* [Directives]:
(1) In the post on Venezuela, where does Andrea's mother live?
(2) Name every cousin of Andrea who appears in the post on Venezuela.
(3) Resume the post on Venezuela after its final sentence, keeping its subject and tone.
>> start Excerpt
Monday, December 10, 2018

Venezuela: where life is a burden to be endured


It's truly astonishing to see how run-down, degraded and desperate life in Venezuela has become.  Two decades ago it was a cosmopolitan, wealthy society by Latin American standards, relatively carefree and prosperous.  Today, it's a dystopian nightmare.

Bloomberg has published a series of reports on life in Caracas, the country's capital city.  All of them are worth reading, if only to illustrate how so much that we take for granted can be lost in a short time through mismanagement, envy and fear.  The latest looks at the street children of Caracas.

Andrea is 9. Her father is dead. Her mother is pregnant, jobless and many miles away in a small town south of Caracas called Yare. Andrea and her cousins—Disbeth, 12, Jocelyn, 11, and Andres and Jose, both 8—come in by bus and subway on Fridays, sleeping for two or three nights on the streets of one of the world’s most treacherous cities. Their weekend jobs are to beg for food for themselves, abating the hunger that dogs them during the week, and for money to bring back to their struggling families. Sometimes Andrea manages to collect as much as 50 bolivars.

Street children have long been a cause for concern in Venezuela. Their numbers have ebbed and flowed with the economy, but it has never before been like this—never before with so many young kids, on their own, all over the city.
>> end Excerpt
>> start Dataset extract
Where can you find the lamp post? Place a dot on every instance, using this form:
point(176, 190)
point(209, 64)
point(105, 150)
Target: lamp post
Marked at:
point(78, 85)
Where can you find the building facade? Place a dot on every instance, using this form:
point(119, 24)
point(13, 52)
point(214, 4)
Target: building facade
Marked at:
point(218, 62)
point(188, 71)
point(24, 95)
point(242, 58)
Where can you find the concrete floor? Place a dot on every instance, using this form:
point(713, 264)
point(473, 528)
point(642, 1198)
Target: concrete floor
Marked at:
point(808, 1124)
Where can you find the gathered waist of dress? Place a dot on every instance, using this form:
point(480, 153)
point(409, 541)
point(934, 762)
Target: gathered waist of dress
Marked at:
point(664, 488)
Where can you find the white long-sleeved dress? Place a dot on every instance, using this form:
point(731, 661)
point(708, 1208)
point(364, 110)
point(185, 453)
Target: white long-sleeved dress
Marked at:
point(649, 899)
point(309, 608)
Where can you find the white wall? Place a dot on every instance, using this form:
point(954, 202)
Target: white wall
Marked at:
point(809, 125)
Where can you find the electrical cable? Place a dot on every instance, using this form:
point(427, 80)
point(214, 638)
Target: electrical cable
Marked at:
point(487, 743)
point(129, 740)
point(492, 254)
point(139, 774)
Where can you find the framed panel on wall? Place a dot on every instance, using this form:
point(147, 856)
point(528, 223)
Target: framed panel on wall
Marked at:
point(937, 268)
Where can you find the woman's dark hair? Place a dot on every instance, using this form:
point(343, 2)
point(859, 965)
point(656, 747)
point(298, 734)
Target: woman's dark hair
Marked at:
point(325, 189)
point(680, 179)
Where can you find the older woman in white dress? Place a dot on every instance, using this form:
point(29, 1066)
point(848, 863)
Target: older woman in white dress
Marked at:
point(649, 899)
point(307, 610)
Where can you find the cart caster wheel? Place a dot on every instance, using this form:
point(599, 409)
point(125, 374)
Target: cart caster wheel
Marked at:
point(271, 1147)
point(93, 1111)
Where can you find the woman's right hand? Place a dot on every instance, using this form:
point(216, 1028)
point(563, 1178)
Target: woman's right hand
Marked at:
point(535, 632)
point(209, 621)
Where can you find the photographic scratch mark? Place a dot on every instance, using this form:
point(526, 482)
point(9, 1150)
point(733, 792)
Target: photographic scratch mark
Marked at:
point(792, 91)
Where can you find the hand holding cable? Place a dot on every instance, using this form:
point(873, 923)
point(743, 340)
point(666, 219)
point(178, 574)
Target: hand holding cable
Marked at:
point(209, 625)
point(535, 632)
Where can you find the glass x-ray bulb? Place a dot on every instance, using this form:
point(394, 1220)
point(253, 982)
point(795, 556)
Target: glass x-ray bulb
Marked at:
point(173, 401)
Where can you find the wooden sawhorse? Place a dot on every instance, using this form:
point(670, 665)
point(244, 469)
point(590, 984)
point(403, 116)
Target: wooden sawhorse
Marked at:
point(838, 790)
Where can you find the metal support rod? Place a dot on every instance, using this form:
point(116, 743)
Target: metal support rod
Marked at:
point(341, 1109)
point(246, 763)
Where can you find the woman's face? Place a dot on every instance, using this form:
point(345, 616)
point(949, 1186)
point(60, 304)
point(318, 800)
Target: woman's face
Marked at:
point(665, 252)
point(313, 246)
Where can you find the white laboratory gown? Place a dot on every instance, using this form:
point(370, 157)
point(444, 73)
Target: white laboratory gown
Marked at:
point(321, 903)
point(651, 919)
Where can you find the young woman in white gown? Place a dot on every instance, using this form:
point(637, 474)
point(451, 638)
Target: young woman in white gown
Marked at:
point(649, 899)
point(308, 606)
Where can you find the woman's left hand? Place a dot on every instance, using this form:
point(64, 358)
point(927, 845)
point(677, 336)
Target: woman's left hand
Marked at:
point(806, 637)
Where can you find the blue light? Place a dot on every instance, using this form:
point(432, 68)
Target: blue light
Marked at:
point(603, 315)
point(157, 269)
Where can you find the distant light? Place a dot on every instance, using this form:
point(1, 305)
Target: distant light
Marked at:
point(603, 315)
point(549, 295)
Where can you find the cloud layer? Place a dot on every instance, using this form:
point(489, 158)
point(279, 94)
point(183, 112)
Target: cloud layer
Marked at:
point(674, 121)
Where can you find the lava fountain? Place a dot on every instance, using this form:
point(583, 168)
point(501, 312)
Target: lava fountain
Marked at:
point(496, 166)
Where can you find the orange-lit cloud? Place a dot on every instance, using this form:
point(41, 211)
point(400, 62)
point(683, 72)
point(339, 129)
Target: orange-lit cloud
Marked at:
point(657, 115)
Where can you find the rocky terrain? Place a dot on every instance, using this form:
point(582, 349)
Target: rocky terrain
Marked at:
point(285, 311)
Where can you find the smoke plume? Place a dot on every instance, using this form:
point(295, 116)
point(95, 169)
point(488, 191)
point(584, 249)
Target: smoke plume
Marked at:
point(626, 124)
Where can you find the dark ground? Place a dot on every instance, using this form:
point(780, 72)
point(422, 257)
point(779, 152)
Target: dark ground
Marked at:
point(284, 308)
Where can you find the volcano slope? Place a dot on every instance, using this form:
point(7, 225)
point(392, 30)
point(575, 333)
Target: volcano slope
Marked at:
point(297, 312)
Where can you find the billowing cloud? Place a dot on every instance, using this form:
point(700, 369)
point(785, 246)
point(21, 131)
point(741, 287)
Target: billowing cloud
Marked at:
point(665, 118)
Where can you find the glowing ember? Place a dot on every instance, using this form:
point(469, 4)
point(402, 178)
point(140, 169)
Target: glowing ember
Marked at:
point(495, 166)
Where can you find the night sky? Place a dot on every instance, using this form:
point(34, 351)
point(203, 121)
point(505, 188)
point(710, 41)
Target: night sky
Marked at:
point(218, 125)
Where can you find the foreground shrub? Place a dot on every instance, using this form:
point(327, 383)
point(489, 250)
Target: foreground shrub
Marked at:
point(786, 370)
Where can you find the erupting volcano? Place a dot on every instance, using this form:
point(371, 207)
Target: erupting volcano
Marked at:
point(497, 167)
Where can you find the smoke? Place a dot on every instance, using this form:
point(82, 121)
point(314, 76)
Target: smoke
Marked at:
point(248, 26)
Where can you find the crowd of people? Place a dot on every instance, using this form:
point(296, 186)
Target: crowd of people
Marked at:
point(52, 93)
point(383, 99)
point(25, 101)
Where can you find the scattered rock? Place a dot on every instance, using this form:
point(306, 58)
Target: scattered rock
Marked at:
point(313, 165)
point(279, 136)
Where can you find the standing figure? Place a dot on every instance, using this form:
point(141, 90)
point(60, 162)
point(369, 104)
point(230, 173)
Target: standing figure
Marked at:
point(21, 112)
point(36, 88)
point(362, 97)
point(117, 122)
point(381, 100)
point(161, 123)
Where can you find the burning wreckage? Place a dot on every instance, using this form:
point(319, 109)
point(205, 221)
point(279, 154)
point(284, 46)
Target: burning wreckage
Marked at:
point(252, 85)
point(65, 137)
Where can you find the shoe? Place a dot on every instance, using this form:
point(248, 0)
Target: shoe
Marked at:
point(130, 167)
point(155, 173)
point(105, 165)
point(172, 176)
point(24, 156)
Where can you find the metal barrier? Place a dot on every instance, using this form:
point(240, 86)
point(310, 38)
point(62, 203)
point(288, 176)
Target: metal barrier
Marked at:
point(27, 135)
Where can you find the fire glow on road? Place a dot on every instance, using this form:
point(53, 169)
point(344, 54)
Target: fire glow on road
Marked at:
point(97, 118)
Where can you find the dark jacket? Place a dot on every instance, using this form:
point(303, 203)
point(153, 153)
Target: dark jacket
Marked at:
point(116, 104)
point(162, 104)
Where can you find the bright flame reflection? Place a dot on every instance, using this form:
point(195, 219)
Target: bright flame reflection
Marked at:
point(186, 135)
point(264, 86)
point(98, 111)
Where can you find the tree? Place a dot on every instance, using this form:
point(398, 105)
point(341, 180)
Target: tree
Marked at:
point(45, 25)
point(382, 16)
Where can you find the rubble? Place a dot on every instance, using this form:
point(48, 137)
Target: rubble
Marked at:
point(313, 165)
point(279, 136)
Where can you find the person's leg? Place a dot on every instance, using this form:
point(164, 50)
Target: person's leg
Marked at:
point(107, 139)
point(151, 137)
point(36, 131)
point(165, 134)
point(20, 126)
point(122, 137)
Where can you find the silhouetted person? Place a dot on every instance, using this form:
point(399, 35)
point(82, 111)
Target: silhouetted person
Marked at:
>> end Dataset extract
* [Responses]:
(1) She lives in Yare, a small town south of Caracas.

(2) Disbeth, Jocelyn, Andres, Jose

(3)
They are seemingly everywhere, weighing vegetables at market stands, carrying crates of sodas into diners, cleaning parked cars, begging outside grocery stores, waved away from bars and restaurants where security guards don’t want them bothering the clientele. Many toil as “cloreros,” hawking diluted bleach, or cloro, poured into water jugs.

Sometimes barefoot, often emaciated, many roam in groups for protection, inviting sideways glances and purse clutching. Mostly, though, they’re treated with compassion, as nearly all Caraquenos can see themselves reflected in their misery.

There's more at the link.

The worst tragedy is, these kids have been denied the food and nourishment they need for their brains to develop properly.  Not only are they uneducated, but if they haven't had enough food during their physically formative years, they won't be capable of learning.  I've seen that countless times in African cities.  Venezuela isn't as far gone as some parts of Africa - at least, not yet . . . but if this continues, it will be, and very soon, too.

When you look around at your kids or grandkids, or the children in your neighborhood in the USA, even the poorest and most crime-ridden of them, realize that you're looking at kids in paradise compared to those who live in most of the rest of the world.  First World societies have very little idea of just how awful conditions can be elsewhere for the youngest and most vulnerable members of society.

Say a prayer for them this Christmas, and try to do something to help, no matter how small.  It matters.

Peter

7 comments:

  1. I have been saying this for a while: Venezuela will become the Somalia of South America. There is a reason why there are 2 million Venezuelans that left the country and are all over Latin America.

    They had regional elections yesterday, abstention was in he 80%+. Not that it would matter since they know the results will be rigged.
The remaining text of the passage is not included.